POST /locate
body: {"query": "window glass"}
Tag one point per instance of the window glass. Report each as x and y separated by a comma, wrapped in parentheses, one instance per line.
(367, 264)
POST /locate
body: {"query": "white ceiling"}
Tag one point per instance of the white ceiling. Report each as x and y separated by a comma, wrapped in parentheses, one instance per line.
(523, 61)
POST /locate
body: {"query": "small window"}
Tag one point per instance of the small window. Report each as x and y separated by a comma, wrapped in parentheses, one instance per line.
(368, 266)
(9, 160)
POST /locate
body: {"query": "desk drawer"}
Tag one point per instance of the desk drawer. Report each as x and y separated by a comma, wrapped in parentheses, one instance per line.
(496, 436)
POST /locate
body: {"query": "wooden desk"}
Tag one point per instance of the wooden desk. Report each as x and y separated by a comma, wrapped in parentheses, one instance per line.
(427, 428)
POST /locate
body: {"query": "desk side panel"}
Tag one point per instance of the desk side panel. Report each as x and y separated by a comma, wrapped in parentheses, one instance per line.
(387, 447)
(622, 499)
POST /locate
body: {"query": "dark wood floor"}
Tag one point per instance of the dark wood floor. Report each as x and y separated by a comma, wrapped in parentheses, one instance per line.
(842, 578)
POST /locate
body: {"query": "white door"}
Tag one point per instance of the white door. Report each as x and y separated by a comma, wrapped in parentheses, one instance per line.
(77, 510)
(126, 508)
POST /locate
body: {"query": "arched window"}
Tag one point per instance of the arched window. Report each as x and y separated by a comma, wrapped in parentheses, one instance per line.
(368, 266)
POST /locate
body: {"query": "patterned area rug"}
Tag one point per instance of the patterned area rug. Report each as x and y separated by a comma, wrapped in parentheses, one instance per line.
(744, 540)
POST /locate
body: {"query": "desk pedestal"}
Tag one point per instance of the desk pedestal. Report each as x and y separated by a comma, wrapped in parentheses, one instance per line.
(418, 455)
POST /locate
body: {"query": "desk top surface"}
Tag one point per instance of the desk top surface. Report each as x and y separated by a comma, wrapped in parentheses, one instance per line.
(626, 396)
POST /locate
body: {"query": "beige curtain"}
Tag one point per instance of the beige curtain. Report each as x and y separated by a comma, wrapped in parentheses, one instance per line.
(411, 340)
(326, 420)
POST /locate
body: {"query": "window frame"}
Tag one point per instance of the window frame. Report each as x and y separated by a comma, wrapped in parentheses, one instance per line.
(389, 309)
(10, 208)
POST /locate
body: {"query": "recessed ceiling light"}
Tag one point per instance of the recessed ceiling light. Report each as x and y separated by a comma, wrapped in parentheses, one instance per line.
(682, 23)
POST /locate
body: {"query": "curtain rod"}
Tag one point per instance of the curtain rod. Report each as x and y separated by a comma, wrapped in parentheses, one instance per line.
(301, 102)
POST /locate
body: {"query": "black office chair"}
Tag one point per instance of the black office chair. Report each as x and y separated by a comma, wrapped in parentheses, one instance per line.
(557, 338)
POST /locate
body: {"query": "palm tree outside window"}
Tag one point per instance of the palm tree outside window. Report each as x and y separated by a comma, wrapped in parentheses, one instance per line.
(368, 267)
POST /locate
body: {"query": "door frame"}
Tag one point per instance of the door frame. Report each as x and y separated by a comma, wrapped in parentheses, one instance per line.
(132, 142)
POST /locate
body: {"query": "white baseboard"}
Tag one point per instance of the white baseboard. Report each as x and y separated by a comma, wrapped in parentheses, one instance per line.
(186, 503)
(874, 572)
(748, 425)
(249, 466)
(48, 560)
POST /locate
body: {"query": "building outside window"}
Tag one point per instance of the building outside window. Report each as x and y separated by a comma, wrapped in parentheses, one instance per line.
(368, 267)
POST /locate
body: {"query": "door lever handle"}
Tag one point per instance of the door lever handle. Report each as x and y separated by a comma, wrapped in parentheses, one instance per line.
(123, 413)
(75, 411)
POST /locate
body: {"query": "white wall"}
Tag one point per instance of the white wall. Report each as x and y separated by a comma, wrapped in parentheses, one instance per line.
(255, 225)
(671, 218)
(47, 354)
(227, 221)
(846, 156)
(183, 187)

○ ○ ○

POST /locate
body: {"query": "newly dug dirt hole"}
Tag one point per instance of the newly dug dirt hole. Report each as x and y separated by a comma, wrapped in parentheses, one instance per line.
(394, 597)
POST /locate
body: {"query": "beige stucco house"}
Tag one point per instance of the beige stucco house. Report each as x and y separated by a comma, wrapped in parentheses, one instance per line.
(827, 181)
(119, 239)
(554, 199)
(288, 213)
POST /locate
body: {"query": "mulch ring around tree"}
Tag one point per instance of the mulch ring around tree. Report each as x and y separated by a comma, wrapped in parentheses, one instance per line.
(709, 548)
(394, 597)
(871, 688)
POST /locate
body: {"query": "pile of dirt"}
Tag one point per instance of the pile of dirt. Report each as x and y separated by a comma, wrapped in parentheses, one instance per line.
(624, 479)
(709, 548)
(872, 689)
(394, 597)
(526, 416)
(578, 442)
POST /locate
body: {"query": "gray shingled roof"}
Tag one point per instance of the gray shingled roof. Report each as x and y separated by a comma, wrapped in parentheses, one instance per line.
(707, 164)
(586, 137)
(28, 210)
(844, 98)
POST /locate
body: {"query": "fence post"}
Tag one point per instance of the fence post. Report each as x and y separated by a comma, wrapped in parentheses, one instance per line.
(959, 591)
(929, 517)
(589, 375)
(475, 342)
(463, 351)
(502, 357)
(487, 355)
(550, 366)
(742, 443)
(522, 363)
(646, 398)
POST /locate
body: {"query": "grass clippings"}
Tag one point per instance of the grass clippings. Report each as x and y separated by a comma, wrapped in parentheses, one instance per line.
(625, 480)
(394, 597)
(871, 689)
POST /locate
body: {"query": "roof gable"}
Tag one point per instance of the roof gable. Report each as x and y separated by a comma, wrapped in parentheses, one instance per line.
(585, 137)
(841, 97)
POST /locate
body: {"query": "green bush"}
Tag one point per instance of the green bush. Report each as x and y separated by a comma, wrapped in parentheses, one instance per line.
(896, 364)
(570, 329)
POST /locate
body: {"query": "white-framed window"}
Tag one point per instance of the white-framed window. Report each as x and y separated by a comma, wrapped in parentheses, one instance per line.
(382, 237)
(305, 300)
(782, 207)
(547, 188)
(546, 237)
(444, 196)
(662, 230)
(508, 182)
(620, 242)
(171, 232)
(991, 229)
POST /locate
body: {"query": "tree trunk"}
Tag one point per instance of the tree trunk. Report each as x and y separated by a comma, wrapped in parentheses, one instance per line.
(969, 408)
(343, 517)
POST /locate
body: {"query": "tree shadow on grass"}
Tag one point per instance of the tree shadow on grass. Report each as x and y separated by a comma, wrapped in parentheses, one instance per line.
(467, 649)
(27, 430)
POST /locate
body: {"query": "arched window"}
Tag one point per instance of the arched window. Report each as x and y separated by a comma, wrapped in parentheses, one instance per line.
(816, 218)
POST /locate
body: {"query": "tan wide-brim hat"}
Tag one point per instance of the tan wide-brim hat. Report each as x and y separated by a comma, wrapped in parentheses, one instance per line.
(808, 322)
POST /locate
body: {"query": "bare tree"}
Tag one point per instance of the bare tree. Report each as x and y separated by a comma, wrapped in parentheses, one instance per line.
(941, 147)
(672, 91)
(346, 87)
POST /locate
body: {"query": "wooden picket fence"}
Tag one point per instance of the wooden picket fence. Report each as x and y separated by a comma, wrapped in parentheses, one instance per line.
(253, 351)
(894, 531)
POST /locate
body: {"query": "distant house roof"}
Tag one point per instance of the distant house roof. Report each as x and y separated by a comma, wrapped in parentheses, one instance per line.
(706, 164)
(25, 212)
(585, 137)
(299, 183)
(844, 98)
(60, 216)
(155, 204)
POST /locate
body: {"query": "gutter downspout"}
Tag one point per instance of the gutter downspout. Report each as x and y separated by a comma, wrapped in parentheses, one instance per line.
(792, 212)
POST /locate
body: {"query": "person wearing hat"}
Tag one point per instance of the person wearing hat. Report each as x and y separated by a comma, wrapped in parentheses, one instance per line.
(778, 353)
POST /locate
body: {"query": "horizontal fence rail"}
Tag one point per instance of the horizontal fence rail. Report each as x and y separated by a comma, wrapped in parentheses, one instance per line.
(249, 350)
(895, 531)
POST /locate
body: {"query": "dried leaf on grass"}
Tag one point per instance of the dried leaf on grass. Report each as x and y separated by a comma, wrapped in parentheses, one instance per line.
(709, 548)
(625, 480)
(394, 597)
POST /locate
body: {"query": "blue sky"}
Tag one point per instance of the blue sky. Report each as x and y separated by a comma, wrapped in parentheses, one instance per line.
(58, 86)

○ ○ ○

Show each line of the rows above that contains the word "office", copied in full. Matching is case-sensitive.

body: {"query": "black office chair"}
Tag one point per instance of the black office chair. Report each as x and y separated by a comma, wrapped in parentheses, one instance per line.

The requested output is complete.